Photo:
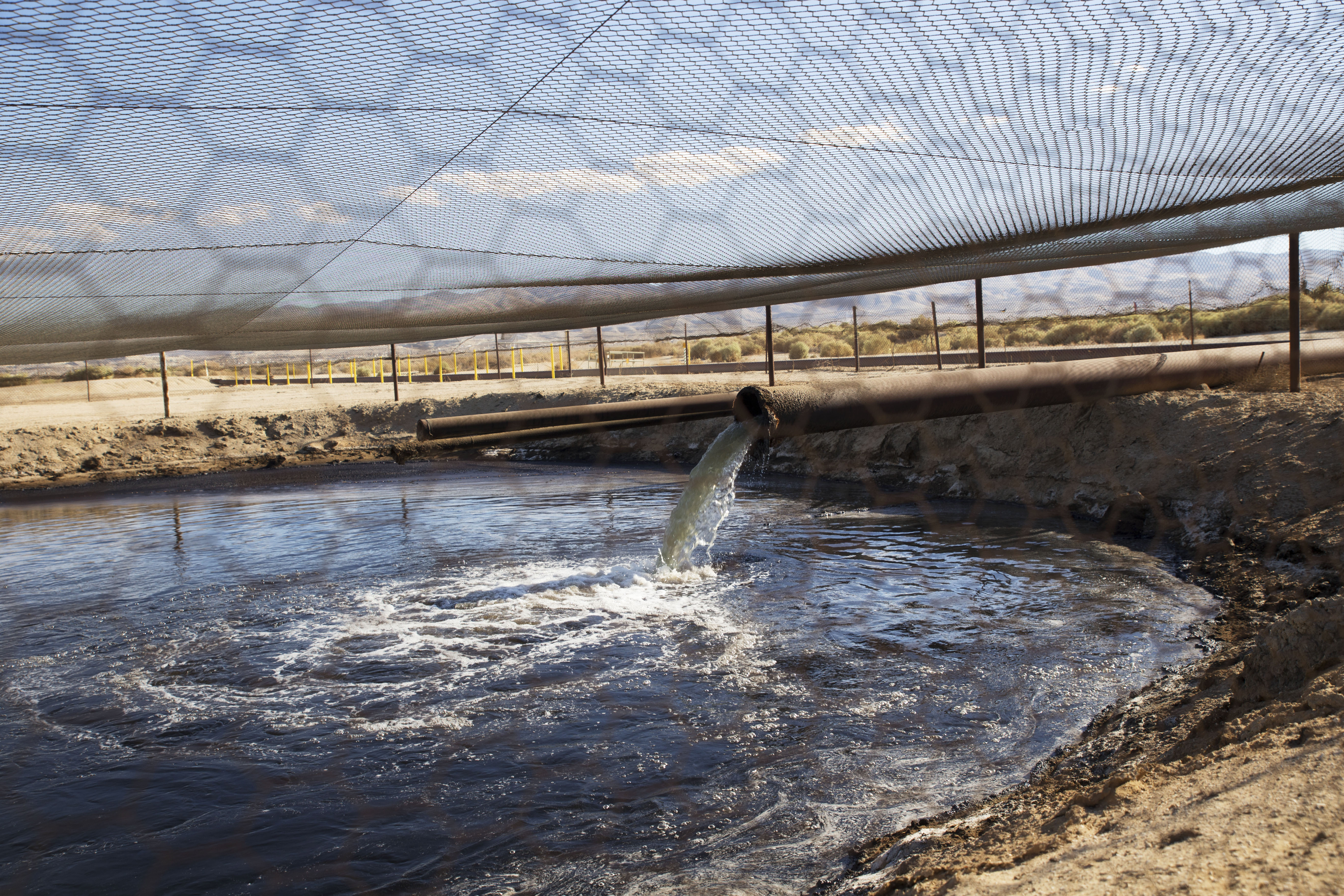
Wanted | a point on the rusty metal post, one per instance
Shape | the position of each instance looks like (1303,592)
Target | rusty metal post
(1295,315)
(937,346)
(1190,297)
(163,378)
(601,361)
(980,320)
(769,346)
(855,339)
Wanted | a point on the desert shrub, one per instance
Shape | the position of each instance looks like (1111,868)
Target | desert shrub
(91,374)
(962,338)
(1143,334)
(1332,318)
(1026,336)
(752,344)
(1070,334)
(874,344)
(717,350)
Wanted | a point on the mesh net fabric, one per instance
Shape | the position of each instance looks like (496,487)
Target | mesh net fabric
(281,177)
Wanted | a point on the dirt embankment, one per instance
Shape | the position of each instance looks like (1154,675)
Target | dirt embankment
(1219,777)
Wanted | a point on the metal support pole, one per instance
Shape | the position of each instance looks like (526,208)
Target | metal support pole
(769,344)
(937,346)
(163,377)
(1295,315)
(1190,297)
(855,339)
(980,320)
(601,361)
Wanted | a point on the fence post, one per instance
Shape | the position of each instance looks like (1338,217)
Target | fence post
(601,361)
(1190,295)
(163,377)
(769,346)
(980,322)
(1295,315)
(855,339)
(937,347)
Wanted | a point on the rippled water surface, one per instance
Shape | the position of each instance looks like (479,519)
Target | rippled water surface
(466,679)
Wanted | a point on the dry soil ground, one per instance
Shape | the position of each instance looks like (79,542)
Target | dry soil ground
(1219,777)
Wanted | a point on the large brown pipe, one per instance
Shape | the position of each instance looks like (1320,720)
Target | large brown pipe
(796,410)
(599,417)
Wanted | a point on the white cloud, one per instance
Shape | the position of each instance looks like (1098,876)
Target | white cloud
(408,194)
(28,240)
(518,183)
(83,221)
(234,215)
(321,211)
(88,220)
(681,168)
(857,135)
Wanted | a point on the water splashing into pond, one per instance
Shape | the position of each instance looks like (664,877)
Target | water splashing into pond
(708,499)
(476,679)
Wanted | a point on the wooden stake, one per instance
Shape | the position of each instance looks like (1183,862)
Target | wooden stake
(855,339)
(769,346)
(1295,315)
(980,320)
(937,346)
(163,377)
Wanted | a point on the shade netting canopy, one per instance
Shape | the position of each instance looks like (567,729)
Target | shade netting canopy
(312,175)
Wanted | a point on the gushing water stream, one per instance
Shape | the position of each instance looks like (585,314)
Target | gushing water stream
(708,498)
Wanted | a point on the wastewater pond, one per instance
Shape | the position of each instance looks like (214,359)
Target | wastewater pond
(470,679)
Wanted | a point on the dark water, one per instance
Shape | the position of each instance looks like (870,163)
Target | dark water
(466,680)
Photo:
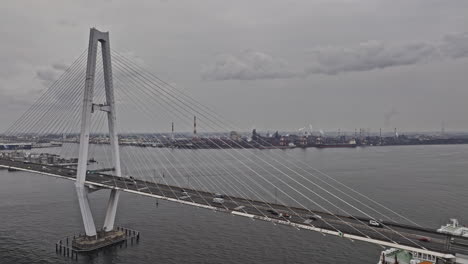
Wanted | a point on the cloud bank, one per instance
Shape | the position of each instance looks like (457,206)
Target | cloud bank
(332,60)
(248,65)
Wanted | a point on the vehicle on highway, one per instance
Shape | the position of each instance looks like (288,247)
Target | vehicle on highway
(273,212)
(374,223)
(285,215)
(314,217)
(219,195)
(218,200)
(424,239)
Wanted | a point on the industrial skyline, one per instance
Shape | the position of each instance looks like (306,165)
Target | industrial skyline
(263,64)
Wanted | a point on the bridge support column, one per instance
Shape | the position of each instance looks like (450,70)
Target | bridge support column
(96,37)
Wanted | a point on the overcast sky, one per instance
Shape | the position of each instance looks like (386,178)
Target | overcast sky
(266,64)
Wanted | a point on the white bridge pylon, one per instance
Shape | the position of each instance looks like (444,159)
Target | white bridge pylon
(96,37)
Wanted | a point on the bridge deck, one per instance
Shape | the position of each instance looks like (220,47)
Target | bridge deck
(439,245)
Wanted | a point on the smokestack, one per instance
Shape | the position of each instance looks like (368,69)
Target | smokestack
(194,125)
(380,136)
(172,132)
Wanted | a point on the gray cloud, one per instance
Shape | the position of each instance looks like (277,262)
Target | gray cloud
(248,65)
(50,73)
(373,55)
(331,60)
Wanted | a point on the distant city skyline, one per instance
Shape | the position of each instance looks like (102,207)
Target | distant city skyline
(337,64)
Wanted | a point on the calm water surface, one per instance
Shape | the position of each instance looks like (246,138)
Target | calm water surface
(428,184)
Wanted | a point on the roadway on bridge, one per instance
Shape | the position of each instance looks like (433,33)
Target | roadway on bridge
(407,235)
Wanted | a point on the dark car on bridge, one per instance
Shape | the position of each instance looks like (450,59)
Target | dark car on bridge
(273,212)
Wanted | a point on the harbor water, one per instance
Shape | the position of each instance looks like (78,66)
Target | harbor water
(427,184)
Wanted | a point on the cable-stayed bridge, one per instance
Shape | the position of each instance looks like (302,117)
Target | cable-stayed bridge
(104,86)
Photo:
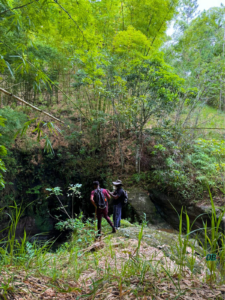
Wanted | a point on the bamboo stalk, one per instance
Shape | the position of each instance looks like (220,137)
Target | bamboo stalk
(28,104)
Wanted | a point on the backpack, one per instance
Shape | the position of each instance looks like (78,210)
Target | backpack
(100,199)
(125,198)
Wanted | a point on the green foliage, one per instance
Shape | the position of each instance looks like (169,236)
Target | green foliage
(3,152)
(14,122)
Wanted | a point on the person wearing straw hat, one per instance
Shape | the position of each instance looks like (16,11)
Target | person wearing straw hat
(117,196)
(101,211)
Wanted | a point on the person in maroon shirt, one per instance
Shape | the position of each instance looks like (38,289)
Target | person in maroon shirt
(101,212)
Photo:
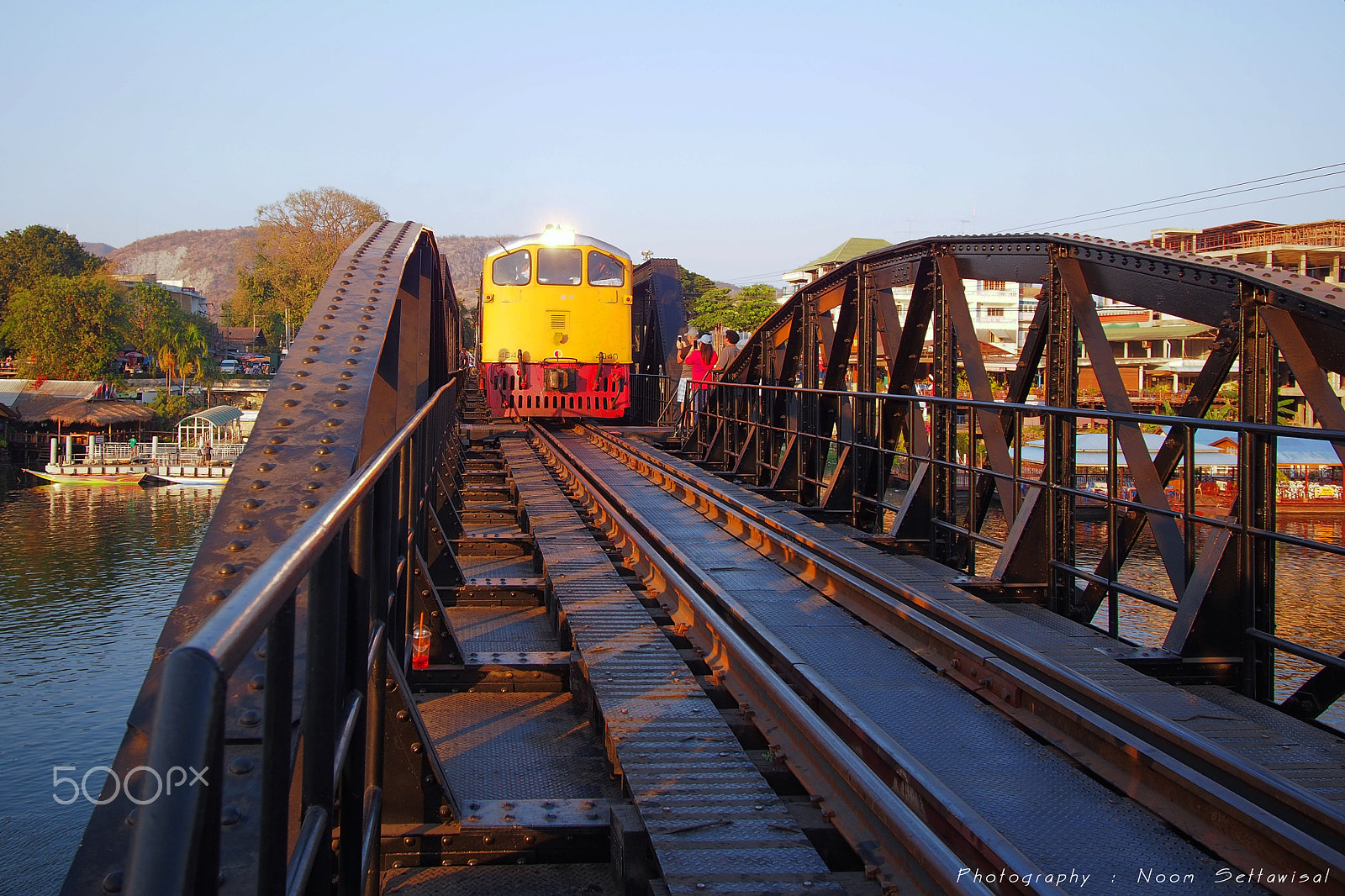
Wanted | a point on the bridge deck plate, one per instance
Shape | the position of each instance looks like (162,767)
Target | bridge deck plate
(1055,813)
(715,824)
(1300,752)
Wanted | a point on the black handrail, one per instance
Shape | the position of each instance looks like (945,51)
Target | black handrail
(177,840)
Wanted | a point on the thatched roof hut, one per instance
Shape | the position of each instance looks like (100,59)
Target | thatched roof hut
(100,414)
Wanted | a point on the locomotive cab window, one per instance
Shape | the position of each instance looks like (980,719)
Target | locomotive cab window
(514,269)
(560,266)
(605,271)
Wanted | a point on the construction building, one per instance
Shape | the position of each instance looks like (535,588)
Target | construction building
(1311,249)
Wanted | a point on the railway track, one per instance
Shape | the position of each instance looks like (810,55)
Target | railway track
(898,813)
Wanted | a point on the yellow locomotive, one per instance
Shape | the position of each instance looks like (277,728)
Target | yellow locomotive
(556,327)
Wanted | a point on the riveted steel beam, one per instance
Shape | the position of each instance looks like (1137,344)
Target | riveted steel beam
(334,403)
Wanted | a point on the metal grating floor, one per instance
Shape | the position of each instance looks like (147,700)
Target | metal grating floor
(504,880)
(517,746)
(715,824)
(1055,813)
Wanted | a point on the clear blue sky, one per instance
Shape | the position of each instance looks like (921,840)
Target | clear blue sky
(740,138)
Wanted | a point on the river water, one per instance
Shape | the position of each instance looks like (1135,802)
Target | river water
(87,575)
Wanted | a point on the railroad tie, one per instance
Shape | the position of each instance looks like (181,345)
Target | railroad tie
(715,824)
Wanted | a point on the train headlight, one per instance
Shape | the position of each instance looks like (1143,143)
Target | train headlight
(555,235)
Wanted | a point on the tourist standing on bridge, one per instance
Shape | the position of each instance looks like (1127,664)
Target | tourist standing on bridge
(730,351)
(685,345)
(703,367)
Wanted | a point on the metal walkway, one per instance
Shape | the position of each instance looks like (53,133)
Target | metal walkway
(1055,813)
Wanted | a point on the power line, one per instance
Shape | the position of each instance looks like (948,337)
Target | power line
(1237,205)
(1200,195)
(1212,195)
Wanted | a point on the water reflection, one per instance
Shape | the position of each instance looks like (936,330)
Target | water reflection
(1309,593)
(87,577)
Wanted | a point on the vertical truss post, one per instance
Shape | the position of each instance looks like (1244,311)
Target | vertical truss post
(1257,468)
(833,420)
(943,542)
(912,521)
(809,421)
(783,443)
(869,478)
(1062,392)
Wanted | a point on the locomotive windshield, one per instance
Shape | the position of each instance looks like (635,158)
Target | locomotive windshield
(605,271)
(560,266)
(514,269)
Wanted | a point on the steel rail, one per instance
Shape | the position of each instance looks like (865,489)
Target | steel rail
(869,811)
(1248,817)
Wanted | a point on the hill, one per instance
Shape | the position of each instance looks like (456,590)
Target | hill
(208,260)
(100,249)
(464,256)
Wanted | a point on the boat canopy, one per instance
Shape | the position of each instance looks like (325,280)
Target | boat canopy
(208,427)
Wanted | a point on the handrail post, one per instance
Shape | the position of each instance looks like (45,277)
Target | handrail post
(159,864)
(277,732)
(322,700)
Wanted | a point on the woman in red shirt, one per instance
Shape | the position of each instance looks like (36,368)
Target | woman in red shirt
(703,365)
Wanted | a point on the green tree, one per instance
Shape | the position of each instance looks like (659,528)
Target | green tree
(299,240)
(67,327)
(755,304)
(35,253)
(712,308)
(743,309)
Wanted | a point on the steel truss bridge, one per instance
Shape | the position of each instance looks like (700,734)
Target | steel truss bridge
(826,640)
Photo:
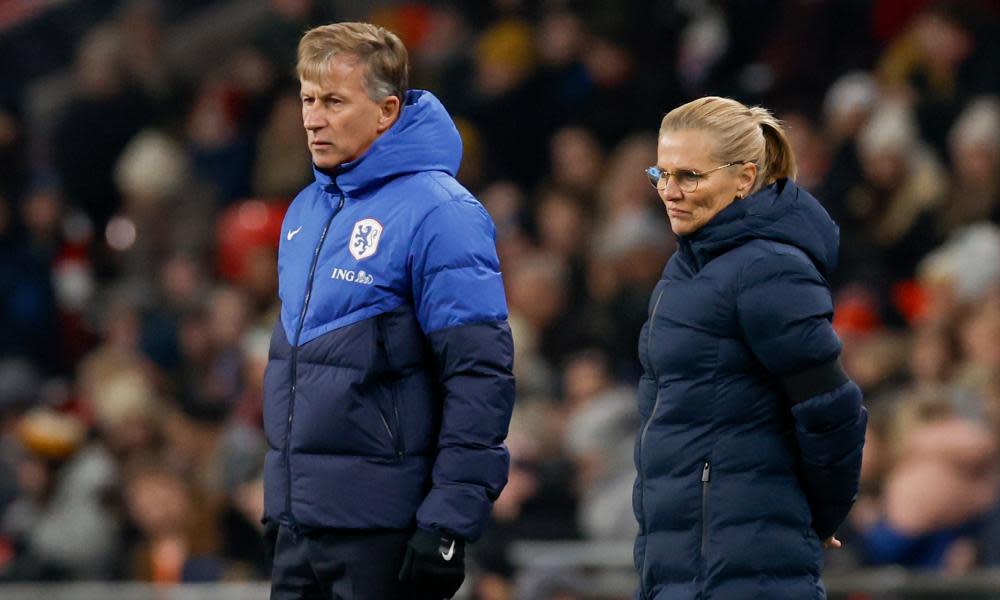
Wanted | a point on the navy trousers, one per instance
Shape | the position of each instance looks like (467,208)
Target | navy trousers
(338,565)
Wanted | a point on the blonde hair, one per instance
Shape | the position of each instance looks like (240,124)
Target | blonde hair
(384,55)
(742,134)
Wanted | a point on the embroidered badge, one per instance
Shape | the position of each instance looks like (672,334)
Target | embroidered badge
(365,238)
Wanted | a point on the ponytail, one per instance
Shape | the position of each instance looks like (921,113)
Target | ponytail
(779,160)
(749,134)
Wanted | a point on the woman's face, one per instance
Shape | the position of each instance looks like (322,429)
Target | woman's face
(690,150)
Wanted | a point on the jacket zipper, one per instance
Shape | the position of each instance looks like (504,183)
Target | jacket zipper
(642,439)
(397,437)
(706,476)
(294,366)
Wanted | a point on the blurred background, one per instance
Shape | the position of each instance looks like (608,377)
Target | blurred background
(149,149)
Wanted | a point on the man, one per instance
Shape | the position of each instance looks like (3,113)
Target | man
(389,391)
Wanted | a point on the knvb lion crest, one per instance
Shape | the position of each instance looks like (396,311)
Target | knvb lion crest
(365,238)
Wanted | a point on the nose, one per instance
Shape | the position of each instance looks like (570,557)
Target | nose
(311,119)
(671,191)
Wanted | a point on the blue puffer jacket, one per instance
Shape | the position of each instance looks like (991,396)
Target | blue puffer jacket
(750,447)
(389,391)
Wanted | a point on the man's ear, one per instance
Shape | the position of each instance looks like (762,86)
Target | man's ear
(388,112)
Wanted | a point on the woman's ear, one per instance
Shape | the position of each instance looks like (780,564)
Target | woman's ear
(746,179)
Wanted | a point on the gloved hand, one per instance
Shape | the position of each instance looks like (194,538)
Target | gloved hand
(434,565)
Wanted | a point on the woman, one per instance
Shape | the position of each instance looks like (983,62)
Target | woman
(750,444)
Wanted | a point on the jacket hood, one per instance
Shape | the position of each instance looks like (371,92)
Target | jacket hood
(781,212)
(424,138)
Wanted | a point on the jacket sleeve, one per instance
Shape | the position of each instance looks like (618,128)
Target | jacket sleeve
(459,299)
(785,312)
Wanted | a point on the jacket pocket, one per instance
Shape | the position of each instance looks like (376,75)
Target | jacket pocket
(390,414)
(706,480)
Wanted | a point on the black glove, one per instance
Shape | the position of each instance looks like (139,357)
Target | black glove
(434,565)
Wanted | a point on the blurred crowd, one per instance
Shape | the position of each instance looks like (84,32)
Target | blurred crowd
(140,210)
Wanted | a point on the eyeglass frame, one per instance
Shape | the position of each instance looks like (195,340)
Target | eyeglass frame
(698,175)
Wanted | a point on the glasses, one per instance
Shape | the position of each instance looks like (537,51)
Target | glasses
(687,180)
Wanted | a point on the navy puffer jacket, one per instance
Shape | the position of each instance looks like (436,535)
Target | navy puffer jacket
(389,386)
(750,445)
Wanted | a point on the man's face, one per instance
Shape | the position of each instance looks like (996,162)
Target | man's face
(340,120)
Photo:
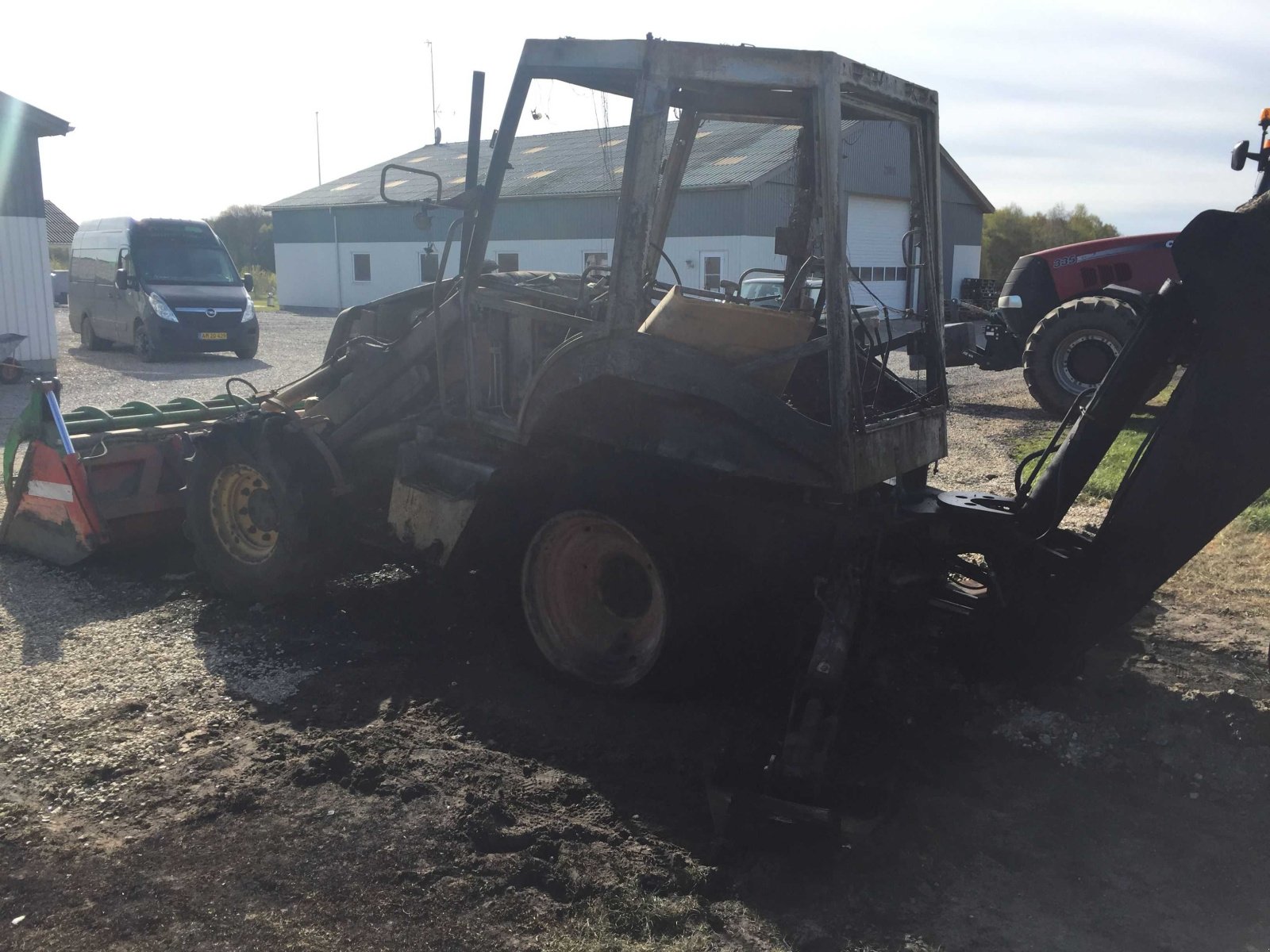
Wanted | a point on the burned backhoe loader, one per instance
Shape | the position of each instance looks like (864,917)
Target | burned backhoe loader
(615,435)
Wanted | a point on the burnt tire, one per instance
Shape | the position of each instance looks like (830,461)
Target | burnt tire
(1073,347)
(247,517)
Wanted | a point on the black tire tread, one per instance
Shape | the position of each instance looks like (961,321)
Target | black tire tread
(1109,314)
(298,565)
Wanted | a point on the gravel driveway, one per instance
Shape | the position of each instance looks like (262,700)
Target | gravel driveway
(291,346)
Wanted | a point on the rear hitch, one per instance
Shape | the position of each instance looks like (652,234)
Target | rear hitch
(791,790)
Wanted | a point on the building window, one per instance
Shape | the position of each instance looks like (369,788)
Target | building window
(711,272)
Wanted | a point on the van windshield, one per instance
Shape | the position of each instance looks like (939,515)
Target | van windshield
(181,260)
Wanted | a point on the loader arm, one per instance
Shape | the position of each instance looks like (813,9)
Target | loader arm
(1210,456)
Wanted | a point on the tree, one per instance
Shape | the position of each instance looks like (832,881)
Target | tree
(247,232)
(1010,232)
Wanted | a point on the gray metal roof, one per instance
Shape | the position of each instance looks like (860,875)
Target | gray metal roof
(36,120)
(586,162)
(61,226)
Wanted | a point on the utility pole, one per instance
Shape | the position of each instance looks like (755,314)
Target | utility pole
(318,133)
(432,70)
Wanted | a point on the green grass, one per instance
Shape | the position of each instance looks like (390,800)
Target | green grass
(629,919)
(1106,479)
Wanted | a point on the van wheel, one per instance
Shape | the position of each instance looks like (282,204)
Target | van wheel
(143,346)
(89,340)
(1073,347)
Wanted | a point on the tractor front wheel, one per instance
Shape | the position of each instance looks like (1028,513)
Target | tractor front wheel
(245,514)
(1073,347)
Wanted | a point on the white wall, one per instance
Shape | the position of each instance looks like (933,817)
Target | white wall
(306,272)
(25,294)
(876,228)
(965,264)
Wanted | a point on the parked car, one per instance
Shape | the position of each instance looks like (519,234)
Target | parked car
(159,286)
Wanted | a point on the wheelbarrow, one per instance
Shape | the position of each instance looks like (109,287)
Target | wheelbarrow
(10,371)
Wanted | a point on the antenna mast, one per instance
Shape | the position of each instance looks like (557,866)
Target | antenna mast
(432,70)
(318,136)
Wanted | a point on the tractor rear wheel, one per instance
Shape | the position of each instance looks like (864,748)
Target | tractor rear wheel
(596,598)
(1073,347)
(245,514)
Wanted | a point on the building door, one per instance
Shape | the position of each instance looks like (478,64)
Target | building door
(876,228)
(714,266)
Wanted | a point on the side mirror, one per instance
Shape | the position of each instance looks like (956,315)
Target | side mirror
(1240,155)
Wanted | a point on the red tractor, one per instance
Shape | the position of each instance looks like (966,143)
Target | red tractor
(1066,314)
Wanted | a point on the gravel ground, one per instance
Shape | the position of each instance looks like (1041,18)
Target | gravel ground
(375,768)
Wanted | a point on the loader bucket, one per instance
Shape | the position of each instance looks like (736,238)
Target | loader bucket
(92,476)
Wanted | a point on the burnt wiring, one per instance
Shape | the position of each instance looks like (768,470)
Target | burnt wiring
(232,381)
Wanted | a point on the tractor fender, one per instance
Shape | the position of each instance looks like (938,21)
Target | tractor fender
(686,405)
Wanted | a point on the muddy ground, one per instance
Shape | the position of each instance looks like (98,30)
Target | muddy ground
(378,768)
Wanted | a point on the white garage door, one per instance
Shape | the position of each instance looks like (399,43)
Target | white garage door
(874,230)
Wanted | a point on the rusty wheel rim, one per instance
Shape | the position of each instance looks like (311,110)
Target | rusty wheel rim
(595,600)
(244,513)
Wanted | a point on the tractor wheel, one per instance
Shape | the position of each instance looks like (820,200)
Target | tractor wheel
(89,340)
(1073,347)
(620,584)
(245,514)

•••••

**TASK STATEMENT:**
Extract the lines above from the one containing "Wanted | a point on the side" to the last line, both included, exactly as written.

**REPLY:**
Wanted | a point on the side mirror, one per instance
Shape | the position of each instance looks like (956,315)
Target | side mirror
(1240,155)
Wanted | a point on the red tractor, one per instance
Shape | the position of each instance looks like (966,143)
Target | red tractor
(1066,314)
Wanted | a point on the gravel ground, one per instance
Shape | the position of each instance looks like (1041,18)
Target | gravel ground
(375,768)
Wanted | a point on the loader bucket, one per instance
Shape | the position of each instance looks like (736,238)
Target | loader bucket
(92,476)
Wanted | a point on the burnt wiring, one per instance
Shape | the position of each instance looks like (768,470)
Target | burnt wiring
(232,381)
Wanted | a point on the tractor fender, one per instance
Shape | the position of each instance looks like (938,21)
Target | tractor fender
(686,405)
Wanted | a point on the muddy ground, one per instance
Shape | the position of each instance looks like (98,30)
Target | muddy ground
(378,768)
Wanted | a point on the white garage door, one per instance
Shape | the position of each instance looks like (399,43)
Target | white garage door
(874,230)
Wanted | a point on the rusty wheel rim, one per instance
Shape | the position of each instance looks like (311,110)
Target | rusty wheel rim
(595,600)
(244,513)
Wanted | a point on the tractor wheel, one per instance
Shape | the position of each instance looks like (820,200)
Target | tractor wheel
(89,340)
(1073,347)
(620,584)
(245,514)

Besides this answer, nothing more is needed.